Direction A:
In the CFPQ_Data tutorial, which NetworkX structure is used to represent the labeled graph?
Direction B:
Pick up the CFPQ_Data tutorial right after its final sentence and keep writing it.

Tutorial

Release:

4.0.3

Date:

Feb 24, 2024

This guide can help you start working with CFPQ_Data.

You can download this tutorial as a Jupyter Notebook from the link at the end of the page.

NetworkX

We use the NetworkX MultiDiGraph to represent the labeled graph. To familiarize yourself with this representation and find useful functions, see NetworkX tutorial.

Pyformlang

We use the Pyformlang Regex to represent regular grammars. Also, we use the Pyformlang CFG and RSA to represent context-free grammars. To familiarize yourself with this representations and find useful functions, see Pyformlang usage.

Note

All functions are documented on the Reference page.

Import

First you need to import the package.

import cfpq_data

Load graph

After the package is imported, we can load the graphs.

Load graph archive from Dataset

We can load the archive with the graph using function download.

Material provided:
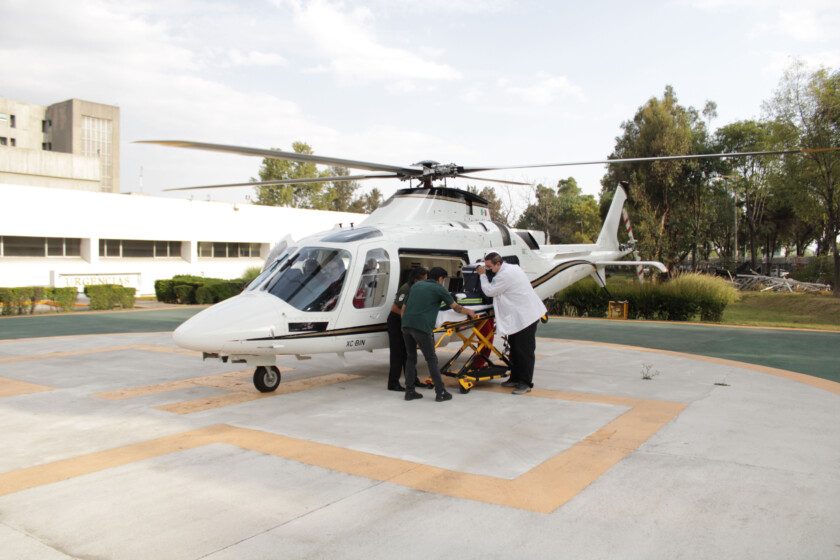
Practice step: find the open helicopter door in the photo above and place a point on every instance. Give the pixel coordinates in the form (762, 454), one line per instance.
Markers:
(371, 287)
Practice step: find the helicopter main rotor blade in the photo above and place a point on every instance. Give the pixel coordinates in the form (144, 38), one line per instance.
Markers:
(289, 182)
(504, 182)
(655, 158)
(289, 156)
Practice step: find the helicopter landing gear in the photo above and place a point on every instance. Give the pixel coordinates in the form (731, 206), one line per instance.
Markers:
(266, 378)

Task answer A:
The NetworkX MultiDiGraph.

Task answer B:
bzip_path = cfpq_data.download("bzip")

Load graph by path

We can load the graph along the specified path using function graph_from_csv.

bzip = cfpq_data.graph_from_csv(bzip_path)

Create graph

We can also create a synthetic graph using one of the generators in module Graph generators.

Create a one cycle graph

For example, let's create a one cycle graph, with 5 nodes, the edges of which are marked with the letter a.

cycle = cfpq_data.labeled_cycle_graph(5, label="a")

Change edges

We can change the specified graph labels by using function change_edges from Graph utilities.

new_cycle = cfpq_data.change_edges(cycle, {"a": "b"})

Now the labels a have changed to b.

Add reverse edges

In addition, we can add reverse edges to the graph by using function add_reverse_edges from Graph utilities. This is extremely useful if graph analysis is formulated using such reverse edges.

new_cycle_with_reversed = cfpq_data.add_reverse_edges(new_cycle)

Now, for each edge with label a this graph contains the reversed edge with label a_r.

Load grammar

Also, we can load the grammars generated from grammar templates that are described on the Grammars page.

Load grammars archive from Dataset

We can load the archive with the grammars for the specified template using function download_grammars.

c_alias_path = cfpq_data.download_grammars("c_alias")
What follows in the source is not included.